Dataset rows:
++++++++
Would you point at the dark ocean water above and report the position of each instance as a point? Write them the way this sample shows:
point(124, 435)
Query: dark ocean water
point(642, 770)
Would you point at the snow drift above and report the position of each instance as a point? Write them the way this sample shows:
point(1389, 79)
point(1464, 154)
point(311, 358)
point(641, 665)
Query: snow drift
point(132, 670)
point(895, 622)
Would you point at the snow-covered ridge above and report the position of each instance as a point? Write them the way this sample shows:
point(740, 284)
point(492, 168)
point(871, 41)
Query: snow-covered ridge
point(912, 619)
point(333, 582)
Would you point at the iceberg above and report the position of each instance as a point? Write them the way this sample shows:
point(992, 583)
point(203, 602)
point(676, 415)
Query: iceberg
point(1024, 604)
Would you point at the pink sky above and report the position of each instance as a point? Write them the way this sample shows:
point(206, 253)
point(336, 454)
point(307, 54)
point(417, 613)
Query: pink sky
++++++++
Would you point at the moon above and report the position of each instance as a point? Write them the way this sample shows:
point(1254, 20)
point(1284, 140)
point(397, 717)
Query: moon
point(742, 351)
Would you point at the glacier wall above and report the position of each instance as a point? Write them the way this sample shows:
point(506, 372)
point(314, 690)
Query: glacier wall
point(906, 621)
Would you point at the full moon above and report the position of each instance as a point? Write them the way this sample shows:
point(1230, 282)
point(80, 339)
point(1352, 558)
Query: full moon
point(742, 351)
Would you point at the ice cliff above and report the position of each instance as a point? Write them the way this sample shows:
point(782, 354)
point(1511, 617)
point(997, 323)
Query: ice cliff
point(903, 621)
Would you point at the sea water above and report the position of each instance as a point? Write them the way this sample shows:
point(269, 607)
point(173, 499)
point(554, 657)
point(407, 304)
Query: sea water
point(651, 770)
++++++++
List each line of the material that contains the word "position".

Would you point at the dark ocean water above and report the position of each instance as a point? Write them the way this sample shows:
Would you point at the snow drift above and report the position of each instance as a point? Write them the way this sample shows:
Would you point at the snow-covered ridge above and report the position of each instance as a point? Write them the way this sample shows:
Would you point at the iceberg above and report the position of each instance as a point? Write them the way this sample shows:
Would you point at the pink sky above and report the position of each instance as a point? Write them the way this sample shows:
Would you point at the moon above and report the position of each instance as a point? Write them the way this sample shows:
Would you point at the glacier wall above and report the position of each instance as a point? Write them the way this sample shows:
Would you point at the full moon above and report the position of each instance as a point? Write them the way this sample shows:
Would you point at the ice cliff above and report the position of each instance as a point? Write them the way this sample shows:
Would you point at the sea water above and report the position of each instance as a point? Write them the way this sample shows:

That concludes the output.